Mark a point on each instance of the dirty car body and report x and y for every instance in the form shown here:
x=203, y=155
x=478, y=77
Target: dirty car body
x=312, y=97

==

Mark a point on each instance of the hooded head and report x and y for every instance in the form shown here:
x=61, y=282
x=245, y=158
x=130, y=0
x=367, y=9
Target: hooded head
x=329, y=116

Problem details —
Copy out word for word the stretch of lines from the one containing "Mark a point on each instance of the dirty" through the one containing "x=312, y=97", with both of those lines included.

Full solution —
Mark a point on each instance of the dirty car body and report x and y for every instance in the form shown here:
x=203, y=155
x=478, y=77
Target: dirty car body
x=312, y=97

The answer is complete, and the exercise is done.